> _Brief_
Write out the line that contains "border in the photo above.", then every following line to the end of the records below, with no other lines and no changes.

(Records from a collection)
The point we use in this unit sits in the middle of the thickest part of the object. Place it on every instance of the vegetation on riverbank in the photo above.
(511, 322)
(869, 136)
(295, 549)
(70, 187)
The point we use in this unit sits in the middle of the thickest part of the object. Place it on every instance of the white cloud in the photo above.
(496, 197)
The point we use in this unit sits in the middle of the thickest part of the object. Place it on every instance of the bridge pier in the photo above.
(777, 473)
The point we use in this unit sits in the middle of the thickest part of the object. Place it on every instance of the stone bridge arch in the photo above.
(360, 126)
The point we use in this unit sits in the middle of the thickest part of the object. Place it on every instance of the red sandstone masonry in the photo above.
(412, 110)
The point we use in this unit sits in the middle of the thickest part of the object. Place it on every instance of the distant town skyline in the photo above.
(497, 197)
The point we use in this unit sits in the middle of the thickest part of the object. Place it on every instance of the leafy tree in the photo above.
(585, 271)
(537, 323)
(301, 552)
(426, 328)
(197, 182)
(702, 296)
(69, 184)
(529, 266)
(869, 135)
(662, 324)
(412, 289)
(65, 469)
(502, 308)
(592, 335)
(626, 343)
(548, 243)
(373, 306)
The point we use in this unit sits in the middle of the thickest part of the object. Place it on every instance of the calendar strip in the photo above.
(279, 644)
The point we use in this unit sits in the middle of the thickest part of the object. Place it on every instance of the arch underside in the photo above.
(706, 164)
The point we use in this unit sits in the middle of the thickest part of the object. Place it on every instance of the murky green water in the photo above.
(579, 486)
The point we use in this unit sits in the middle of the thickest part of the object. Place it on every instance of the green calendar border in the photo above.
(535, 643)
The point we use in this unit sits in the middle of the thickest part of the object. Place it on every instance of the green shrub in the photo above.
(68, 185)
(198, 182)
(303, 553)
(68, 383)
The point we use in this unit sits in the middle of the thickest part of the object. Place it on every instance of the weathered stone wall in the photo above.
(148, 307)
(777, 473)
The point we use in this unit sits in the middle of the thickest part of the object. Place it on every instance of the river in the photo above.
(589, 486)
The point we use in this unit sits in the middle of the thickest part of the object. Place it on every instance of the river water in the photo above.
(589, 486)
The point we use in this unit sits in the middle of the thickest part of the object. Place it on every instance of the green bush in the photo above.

> _Task response_
The point we use in this unit sits in the middle of the thickest part of the object. Place it on every instance of the green calendar border in the photo above.
(535, 643)
The point we use in this unit sits in the middle of the thickest part of the object. Place it on every instance of the green shrub in the photo above.
(68, 185)
(198, 182)
(303, 553)
(68, 383)
The point we use in this unit sits in the middle of the thickest part of the object. Place it on every instance of the weathered stone wall in the photo above.
(148, 307)
(777, 473)
The point we use in this unit sits in the middle of the thickest part of the object. Place it on every instance of the river in the photo above.
(589, 486)
The point we use in this unit sits in the middle of the thickest part of the object. Place it on every instance of the river water in the photo above.
(589, 486)
The point we use in this unit sits in the middle of the thickest part of the object. Place it on every instance of the green bush in the photo above.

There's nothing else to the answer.